__Materials provided__.
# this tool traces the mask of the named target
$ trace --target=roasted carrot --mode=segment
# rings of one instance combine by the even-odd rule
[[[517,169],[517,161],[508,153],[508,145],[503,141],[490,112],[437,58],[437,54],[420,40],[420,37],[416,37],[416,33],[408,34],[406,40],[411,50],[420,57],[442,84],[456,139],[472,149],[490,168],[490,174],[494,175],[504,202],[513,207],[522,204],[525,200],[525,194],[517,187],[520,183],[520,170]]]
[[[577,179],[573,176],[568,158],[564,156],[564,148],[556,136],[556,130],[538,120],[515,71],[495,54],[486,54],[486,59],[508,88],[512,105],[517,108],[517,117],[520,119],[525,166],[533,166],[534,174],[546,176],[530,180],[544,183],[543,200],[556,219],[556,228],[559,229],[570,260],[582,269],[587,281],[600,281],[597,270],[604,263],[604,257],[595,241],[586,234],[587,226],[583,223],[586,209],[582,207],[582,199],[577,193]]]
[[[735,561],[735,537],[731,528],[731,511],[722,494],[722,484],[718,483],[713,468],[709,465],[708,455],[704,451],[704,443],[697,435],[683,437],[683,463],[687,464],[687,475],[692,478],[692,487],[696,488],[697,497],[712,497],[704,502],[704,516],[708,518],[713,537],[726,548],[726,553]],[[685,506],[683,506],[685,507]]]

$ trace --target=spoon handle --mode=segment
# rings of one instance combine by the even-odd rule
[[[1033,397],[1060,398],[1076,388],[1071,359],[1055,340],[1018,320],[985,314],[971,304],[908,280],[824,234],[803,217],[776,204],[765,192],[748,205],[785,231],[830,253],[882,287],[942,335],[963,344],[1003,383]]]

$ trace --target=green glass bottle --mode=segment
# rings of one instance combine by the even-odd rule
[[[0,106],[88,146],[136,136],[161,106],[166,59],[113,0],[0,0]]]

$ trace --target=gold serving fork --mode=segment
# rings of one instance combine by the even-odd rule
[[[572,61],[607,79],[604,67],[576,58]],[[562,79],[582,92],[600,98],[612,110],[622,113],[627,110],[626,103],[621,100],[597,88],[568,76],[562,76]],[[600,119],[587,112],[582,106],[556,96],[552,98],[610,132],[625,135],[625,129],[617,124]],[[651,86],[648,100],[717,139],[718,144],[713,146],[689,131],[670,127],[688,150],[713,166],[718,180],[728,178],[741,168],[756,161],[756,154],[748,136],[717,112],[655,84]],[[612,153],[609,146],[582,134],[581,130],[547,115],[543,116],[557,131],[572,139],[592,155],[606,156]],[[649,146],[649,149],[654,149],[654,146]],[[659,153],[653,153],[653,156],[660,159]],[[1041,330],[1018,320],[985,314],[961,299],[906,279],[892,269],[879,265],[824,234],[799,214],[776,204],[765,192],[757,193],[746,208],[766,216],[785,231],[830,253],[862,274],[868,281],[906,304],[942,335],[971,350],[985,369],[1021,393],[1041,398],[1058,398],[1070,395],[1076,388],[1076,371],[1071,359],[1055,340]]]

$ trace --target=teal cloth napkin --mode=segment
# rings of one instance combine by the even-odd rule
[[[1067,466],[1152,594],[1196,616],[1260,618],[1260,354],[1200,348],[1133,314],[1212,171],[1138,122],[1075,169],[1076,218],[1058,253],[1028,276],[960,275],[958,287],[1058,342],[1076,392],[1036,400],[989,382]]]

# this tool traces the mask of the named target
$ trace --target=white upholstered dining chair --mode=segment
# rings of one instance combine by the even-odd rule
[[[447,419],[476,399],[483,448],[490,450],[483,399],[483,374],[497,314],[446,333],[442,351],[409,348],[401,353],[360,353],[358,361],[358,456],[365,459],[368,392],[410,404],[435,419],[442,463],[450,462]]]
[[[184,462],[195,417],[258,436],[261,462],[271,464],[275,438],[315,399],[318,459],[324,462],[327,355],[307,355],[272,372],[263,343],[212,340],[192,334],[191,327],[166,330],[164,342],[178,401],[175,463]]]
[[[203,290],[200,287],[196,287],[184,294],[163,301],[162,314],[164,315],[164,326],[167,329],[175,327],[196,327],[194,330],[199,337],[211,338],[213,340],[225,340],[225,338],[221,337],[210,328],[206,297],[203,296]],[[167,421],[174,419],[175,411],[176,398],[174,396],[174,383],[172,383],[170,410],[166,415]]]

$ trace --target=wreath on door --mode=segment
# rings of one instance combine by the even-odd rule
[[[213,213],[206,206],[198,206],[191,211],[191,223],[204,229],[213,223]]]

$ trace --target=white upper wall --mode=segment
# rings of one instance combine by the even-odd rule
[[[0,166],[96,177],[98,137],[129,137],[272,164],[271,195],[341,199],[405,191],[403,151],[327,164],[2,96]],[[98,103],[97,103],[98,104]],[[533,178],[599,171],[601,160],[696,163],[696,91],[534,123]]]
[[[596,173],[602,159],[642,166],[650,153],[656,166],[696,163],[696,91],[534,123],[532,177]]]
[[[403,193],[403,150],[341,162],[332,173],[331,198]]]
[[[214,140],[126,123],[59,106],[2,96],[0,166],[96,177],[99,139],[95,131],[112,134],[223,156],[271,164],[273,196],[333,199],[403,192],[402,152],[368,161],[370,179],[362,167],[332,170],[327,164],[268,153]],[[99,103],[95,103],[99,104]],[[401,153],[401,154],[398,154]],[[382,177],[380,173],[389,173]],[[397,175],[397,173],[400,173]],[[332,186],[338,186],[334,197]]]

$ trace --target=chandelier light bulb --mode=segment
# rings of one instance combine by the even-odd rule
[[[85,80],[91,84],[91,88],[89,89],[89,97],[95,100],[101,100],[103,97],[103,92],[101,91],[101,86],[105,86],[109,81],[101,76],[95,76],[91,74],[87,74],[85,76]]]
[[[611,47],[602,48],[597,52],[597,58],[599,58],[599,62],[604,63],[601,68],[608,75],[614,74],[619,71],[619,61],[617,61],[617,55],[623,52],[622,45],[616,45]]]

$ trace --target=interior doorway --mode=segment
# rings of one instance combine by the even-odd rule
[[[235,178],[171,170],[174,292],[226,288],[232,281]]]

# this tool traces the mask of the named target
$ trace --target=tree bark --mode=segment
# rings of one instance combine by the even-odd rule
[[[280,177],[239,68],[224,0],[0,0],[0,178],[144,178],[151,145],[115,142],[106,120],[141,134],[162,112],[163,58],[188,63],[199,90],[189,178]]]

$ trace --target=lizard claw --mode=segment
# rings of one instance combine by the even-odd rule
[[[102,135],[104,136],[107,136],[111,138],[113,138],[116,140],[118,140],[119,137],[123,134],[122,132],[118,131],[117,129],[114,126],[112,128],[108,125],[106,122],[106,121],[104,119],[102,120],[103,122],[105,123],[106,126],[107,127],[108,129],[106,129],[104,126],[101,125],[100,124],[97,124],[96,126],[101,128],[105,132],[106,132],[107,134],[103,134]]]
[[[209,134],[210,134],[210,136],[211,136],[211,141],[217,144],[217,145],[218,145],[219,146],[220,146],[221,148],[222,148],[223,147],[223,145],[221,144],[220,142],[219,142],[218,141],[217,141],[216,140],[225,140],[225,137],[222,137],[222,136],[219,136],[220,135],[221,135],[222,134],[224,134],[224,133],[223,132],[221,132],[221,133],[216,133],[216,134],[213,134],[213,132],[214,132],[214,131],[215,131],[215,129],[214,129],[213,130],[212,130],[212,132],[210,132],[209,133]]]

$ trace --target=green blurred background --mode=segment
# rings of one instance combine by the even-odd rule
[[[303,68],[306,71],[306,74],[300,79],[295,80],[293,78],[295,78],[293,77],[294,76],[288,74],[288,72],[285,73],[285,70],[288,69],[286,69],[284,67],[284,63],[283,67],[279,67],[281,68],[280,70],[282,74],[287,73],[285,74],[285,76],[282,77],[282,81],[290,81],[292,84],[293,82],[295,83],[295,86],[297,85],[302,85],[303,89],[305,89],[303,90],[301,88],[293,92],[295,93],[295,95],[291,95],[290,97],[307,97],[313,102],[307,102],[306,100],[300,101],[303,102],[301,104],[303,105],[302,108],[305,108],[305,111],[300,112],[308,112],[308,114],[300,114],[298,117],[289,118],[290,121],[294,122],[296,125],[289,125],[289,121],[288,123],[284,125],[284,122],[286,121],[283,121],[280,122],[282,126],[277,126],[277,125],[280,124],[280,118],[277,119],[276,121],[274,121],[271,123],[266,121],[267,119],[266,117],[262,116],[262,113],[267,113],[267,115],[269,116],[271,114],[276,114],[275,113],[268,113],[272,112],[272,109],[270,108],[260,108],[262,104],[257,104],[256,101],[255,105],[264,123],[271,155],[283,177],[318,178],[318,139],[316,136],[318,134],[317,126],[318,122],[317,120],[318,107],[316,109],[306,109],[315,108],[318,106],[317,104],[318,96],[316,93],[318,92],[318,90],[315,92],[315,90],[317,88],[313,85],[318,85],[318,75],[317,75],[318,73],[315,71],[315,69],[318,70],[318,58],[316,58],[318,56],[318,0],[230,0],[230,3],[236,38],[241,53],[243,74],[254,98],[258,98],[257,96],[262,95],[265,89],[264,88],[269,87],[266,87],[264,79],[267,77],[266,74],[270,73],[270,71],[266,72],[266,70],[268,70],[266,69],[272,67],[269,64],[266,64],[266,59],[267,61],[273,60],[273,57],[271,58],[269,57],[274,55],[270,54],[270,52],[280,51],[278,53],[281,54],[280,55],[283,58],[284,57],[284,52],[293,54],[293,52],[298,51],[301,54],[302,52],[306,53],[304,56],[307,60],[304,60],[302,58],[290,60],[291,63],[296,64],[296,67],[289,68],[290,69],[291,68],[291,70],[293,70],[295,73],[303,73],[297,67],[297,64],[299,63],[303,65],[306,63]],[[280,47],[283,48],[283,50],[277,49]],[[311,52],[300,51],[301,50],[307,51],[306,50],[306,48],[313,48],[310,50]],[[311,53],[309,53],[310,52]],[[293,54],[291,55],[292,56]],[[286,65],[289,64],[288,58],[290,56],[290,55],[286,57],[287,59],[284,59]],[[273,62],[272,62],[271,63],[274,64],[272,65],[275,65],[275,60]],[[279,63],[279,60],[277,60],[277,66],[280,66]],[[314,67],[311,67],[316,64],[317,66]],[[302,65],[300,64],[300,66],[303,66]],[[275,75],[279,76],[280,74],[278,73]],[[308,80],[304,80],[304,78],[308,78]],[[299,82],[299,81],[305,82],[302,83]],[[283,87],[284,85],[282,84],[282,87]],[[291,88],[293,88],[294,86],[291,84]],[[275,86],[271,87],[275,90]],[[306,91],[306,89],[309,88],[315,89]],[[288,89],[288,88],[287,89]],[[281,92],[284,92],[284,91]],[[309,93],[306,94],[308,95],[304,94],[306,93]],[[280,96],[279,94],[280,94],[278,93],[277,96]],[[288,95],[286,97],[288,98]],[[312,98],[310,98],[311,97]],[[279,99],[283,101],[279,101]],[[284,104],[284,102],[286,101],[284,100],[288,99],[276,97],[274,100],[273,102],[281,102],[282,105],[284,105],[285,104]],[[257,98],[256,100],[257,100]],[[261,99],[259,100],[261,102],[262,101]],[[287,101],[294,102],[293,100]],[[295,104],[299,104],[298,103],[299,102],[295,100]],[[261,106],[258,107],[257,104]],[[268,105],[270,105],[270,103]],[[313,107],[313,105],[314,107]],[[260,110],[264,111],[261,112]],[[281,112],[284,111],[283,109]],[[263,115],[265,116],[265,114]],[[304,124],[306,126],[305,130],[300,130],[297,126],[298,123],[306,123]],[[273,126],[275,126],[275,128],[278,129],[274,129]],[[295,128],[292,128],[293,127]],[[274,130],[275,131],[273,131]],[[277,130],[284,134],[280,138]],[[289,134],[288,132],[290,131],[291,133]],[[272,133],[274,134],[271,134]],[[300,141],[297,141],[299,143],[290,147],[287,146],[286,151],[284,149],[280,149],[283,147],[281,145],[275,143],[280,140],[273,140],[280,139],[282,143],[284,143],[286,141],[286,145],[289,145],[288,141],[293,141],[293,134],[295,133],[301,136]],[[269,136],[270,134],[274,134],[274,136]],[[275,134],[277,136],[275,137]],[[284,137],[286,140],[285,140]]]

__Aim of the exercise__.
Count the lines in the listing above that contain the string "green", matching case exactly. Reply with the number alone.

__Output__.
2